Start of Data entries

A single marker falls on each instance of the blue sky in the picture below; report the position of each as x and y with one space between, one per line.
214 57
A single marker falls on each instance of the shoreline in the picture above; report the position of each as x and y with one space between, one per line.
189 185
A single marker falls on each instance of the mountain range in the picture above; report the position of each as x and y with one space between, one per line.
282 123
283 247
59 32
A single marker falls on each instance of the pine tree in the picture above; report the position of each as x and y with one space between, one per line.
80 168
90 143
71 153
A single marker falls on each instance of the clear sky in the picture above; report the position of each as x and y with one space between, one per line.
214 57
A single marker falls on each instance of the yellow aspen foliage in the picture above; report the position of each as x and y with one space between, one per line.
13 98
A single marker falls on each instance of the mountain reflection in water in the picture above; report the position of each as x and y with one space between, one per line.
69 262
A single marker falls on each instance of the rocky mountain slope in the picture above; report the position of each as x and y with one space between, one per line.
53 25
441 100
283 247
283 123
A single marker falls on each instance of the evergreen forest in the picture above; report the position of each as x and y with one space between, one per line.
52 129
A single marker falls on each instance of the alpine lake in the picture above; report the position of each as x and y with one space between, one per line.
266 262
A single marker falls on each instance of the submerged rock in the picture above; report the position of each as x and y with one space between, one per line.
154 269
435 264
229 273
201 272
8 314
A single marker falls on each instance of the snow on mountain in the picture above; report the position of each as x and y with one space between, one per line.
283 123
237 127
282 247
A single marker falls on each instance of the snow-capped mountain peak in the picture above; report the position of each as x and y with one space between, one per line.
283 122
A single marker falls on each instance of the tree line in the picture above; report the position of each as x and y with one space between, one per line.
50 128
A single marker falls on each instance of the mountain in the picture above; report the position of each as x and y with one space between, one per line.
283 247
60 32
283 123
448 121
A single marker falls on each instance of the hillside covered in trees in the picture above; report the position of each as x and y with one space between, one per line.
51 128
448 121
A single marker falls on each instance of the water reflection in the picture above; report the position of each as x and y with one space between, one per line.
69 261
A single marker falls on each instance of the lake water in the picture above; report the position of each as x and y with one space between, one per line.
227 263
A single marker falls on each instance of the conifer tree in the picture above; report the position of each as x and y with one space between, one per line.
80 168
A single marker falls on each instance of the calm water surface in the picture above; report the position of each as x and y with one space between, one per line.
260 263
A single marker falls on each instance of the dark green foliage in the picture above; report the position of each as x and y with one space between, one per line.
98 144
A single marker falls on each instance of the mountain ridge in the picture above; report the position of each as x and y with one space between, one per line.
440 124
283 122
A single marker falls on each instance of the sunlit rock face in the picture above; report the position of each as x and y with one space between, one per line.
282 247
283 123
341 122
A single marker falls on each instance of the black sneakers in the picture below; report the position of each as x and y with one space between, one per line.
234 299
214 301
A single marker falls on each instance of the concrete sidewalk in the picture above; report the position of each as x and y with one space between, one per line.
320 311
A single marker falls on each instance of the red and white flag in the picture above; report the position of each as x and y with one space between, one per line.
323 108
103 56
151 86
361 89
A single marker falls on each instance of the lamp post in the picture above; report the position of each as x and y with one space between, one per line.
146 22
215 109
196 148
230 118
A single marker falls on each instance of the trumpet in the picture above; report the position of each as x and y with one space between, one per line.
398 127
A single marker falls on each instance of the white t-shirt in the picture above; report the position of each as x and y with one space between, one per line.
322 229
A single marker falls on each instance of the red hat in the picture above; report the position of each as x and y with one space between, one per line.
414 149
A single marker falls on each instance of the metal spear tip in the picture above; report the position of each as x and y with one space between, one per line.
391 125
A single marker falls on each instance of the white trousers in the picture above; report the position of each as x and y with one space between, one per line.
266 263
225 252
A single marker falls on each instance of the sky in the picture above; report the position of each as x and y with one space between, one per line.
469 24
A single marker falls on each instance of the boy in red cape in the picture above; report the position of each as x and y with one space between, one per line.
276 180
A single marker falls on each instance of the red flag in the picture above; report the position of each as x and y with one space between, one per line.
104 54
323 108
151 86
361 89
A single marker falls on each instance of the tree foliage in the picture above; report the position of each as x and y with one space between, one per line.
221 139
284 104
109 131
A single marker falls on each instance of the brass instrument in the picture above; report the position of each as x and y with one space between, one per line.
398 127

End of Data entries

→ Exercise aim
Repeat the data above, word for word.

→ Written response
A single marker falls on each instance of the blue sky in the picture below; report the position of each as x and y with one space between, one per line.
214 57
A single marker falls on each instance of the shoreline in the picture above; report the position of each as x and y with one space between, one per line.
189 185
A single marker falls on each instance of the mountain range in the picture above; report the position of each as x and y with one space between, one per line.
282 123
283 247
59 32
A single marker falls on each instance of the pine tree in the picture above; report the position of each as x and y with one space between, one per line.
80 168
90 143
71 153
A single marker falls on each instance of the clear sky in the picture above; report the position of each as x and y with one space between, one per line.
214 57
A single marker falls on each instance of the yellow aspen foliage in the picture above; report the position of each as x and y with one space between, one per line.
13 98
A single marker falls on each instance of the mountain reflection in water in the picture above; report the position of each as x and y with one space between, one per line.
69 262
A single marker falls on each instance of the rocky mountain slope in the picture above; report the position of each as x and y with one space between, one per line.
53 25
441 100
283 247
283 123
A single marker falls on each instance of the evergreen forest in the picture above; report the position of each as x and y with one space between, one per line.
52 129
A single marker falls on each instance of the alpine lake in the picture above; report the position of each as x and y with one space between, one per line.
266 262
A single marker falls on each instance of the submerged rock in the picture above; report the position of each as x and y with one space between, one per line.
154 269
435 264
229 273
201 272
8 314
A single marker falls on each instance of the snow on mountain in the picture above; report the position of each as x and y with one space between, one per line.
283 123
237 127
282 247
A single marker falls on each instance of the snow-capped mountain peak in the picture above; report the position of each as x and y with one space between, one per line.
283 122
A single marker falls on each instance of the tree line in the picture above; report the position of each as x and y with one space between, one per line.
50 128
A single marker falls on each instance of the mountain in the picture above; report the position of each as x and y with one space between, one per line.
283 247
60 32
283 123
448 121
A single marker falls on each instance of the hillside covered in trees in the picture above; report the position of each as x and y with one space between, one per line.
51 128
448 121
A single marker falls on each instance of the water reflection in the picture above; report the position of each as x and y with one space between, one per line.
69 261
A single marker falls on each instance of the lake water in the picture above; report the position of each as x and y with one space between, one per line.
227 263
A single marker falls on each instance of the conifer tree in the picture above; report the position of each as x and y with one space between, one per line.
80 168
A single marker falls on each instance of the calm water surface in the picture above; report the position of each as x and y with one space between, one per line.
260 263
A single marker falls on each instance of the dark green foliage in the picture above; report the position of each as x and y with one space between, one per line.
98 144
A single marker falls on each instance of the mountain ridge in the picture above; report the position of each as x and y with one space between, one per line.
440 124
283 122
A single marker falls on each instance of the sunlit rock face in the picture above; report the position of each as x and y with one space between, one per line.
282 247
283 123
341 122
A single marker falls on each instance of the black sneakers in the picture below; report the position of each as x and y with one space between, one per line.
234 299
214 301
A single marker falls on each instance of the concrete sidewalk in the picture above; report the position of each as x and y with one space between, one per line.
320 311
A single marker falls on each instance of the red and white flag in the picture above; report the position of each as x and y with one space between, one per line.
323 108
103 56
151 86
361 89
A single marker falls on each instance of the lamp post in the picture above; report the position of each as x and y with one space between, one per line.
146 22
215 109
196 148
230 118
A single marker falls on each instance of the trumpet in the picture above; report the position of each as x and y with one space between, one per line.
398 127
A single marker falls on each instance of the white t-shirt in the picture above; report the position of each as x and y with one space between, one per line.
322 229
A single marker falls on each instance of the red hat in the picture above; report the position of each as x and y with one space between, one per line.
414 149
A single marker falls on each instance of the metal spear tip in the picture above; report the position of each as x and y with one space between, one per line.
391 125
A single marker falls on each instance of the white trousers in the picture above; report the position of each as x and y with one space between, one per line.
266 263
225 252
A single marker falls on each instance of the sky in the picture above; report the position of each as x and y with one space between, one per line.
469 24
A single marker falls on each instance of the boy in red cape in the picture above; report the position of each as x and y with one space between, one per line.
276 180
A single marker falls on each instance of the red flag in the picture above; report the position of each as x and y with one space between, one per line.
104 54
323 108
151 86
361 89
A single marker falls on each instance of the tree foliage in the picture above; report the position of each as x and y with one space between, one per line.
221 139
284 104
109 131
A single marker falls on each instance of the brass instrument in the picture above; report the position of each as x and y with one space between, one per line.
398 127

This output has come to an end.